# SÉRIE DE TÂCHES
• 1. D'après le texte sur les Lettres du Tonkin, pour quelle raison Jacques Mantoux doit-il être remercié ? Répondez en une à trois phrases.
• 2. Extrayez du texte sur les Lettres du Tonkin, sans rien y changer, le passage qui commence par « Lettres du Tonkin 1884–1886 » et se termine par « président du Conseil. ».

Lettres du Tonkin 1884–1886
Il advint qu’un jour notre camarade Jacques Mantoux (41) découvrit dans une malle la centaine de lettres adressées à sa famille par son grand-père Gaston Dreyfus, jeune médecin militaire volontaire en 1884 pour servir en Indochine. En les lisant, Mantoux dut avoir le même choc et la même fascination qu’aura désormais tout lecteur des Lettres du Tonkin. Qu’il soit remercié de nous présenter ainsi des documents exceptionnels.
“Grand reporter” avant la lettre, rouage, tel Fabrice, d’une malheureuse expédition aux confins de la Chine, le lieutenant Dreyfus nous fait vivre de semaine en semaine les opérations du corps expéditionnaire à travers les rizières jusqu’à Lang Son dont l’évacuation précipitée entraînera à Paris la chute de Jules Ferry, président du Conseil.

# EXTRAITS DES DONNÉES
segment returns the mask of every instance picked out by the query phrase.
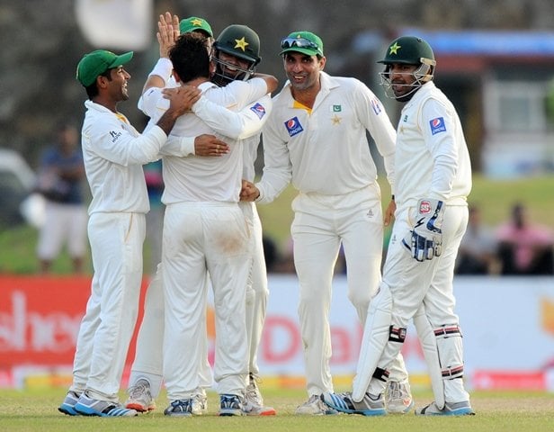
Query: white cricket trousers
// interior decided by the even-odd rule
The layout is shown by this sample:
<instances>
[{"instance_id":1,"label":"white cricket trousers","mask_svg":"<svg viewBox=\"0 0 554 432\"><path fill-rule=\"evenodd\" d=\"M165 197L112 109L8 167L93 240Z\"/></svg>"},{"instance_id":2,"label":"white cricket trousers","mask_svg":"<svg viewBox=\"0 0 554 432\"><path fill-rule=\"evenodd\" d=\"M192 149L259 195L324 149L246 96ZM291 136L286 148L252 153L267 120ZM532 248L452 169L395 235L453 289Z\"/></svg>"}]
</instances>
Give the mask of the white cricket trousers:
<instances>
[{"instance_id":1,"label":"white cricket trousers","mask_svg":"<svg viewBox=\"0 0 554 432\"><path fill-rule=\"evenodd\" d=\"M459 326L459 318L454 312L454 264L468 225L468 207L446 205L442 227L442 252L440 256L423 262L414 259L411 252L402 244L402 238L416 223L416 214L417 209L414 207L398 211L395 215L396 221L383 268L383 284L389 286L392 296L391 325L406 328L416 312L424 310L433 329L442 326ZM460 334L438 339L437 344L442 367L463 364ZM378 367L388 369L390 359L401 347L401 344L388 342ZM464 390L461 379L445 380L444 384L446 401L469 400L469 396ZM369 392L380 394L384 385L383 382L372 378Z\"/></svg>"},{"instance_id":2,"label":"white cricket trousers","mask_svg":"<svg viewBox=\"0 0 554 432\"><path fill-rule=\"evenodd\" d=\"M219 394L243 394L248 374L246 284L250 233L236 202L167 205L162 277L165 320L164 376L170 400L188 399L201 386L209 272L213 289L214 381ZM204 320L204 321L203 321Z\"/></svg>"},{"instance_id":3,"label":"white cricket trousers","mask_svg":"<svg viewBox=\"0 0 554 432\"><path fill-rule=\"evenodd\" d=\"M269 297L267 268L264 255L262 221L256 205L254 202L239 202L238 205L243 211L251 233L252 269L246 287L246 332L248 334L248 372L257 376L260 374L257 360L258 347L262 340L267 298Z\"/></svg>"},{"instance_id":4,"label":"white cricket trousers","mask_svg":"<svg viewBox=\"0 0 554 432\"><path fill-rule=\"evenodd\" d=\"M88 237L94 274L77 337L71 390L117 401L142 281L144 213L94 213Z\"/></svg>"},{"instance_id":5,"label":"white cricket trousers","mask_svg":"<svg viewBox=\"0 0 554 432\"><path fill-rule=\"evenodd\" d=\"M329 367L332 279L341 243L348 299L362 325L380 281L383 218L377 184L344 195L299 194L292 202L294 266L308 395L333 392Z\"/></svg>"}]
</instances>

# RÉPONSES PAR TÂCHE
• 1. Jacques Mantoux doit être remercié parce qu'il présente des documents exceptionnels. Il s'agit de la centaine de lettres que son grand-père Gaston Dreyfus avait adressées à sa famille. Gaston Dreyfus était un jeune médecin militaire volontaire en 1884 pour servir en Indochine, et Mantoux a découvert ces lettres dans une malle.

• 2.
Lettres du Tonkin 1884–1886
Il advint qu’un jour notre camarade Jacques Mantoux (41) découvrit dans une malle la centaine de lettres adressées à sa famille par son grand-père Gaston Dreyfus, jeune médecin militaire volontaire en 1884 pour servir en Indochine. En les lisant, Mantoux dut avoir le même choc et la même fascination qu’aura désormais tout lecteur des Lettres du Tonkin. Qu’il soit remercié de nous présenter ainsi des documents exceptionnels.
“Grand reporter” avant la lettre, rouage, tel Fabrice, d’une malheureuse expédition aux confins de la Chine, le lieutenant Dreyfus nous fait vivre de semaine en semaine les opérations du corps expéditionnaire à travers les rizières jusqu’à Lang Son dont l’évacuation précipitée entraînera à Paris la chute de Jules Ferry, président du Conseil.